## YOUR GOAL
When the line with "[(179, 93), (103, 275)]" appears below, start repeating lines exactly, and keep going through the line with "[(123, 120)]"; add nothing outside that span.

## RECORDS SHOWN
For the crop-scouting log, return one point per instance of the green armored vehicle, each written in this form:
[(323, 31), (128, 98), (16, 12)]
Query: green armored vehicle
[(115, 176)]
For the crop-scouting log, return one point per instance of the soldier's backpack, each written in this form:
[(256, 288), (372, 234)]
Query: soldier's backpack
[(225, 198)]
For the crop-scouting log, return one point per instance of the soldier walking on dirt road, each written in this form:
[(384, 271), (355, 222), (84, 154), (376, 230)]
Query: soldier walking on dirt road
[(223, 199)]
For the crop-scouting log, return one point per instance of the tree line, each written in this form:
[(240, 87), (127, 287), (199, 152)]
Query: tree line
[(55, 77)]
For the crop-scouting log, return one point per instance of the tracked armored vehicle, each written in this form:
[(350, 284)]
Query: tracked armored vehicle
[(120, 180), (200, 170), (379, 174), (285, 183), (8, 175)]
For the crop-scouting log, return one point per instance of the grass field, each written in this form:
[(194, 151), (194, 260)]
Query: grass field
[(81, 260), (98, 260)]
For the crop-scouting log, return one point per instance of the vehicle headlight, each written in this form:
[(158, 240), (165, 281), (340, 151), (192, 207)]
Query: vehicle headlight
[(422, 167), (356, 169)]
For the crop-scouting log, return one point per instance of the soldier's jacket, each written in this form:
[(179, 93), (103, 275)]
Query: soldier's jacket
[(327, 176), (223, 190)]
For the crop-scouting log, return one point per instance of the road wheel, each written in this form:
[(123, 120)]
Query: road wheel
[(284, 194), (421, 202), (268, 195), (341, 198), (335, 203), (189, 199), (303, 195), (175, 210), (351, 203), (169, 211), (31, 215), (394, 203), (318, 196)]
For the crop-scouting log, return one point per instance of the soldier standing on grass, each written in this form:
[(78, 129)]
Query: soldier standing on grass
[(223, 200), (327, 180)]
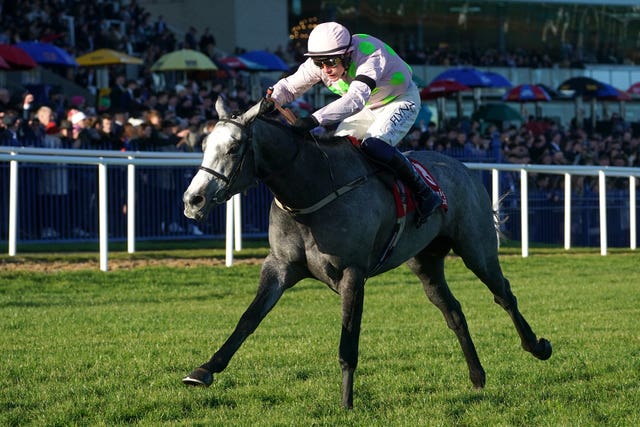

## RESPONSE
[(179, 93), (103, 275)]
Query: soldier's jacket
[(327, 176), (223, 190)]
For the crop-scouting log, return one point per instance of the road wheel, each written in this form:
[(123, 120)]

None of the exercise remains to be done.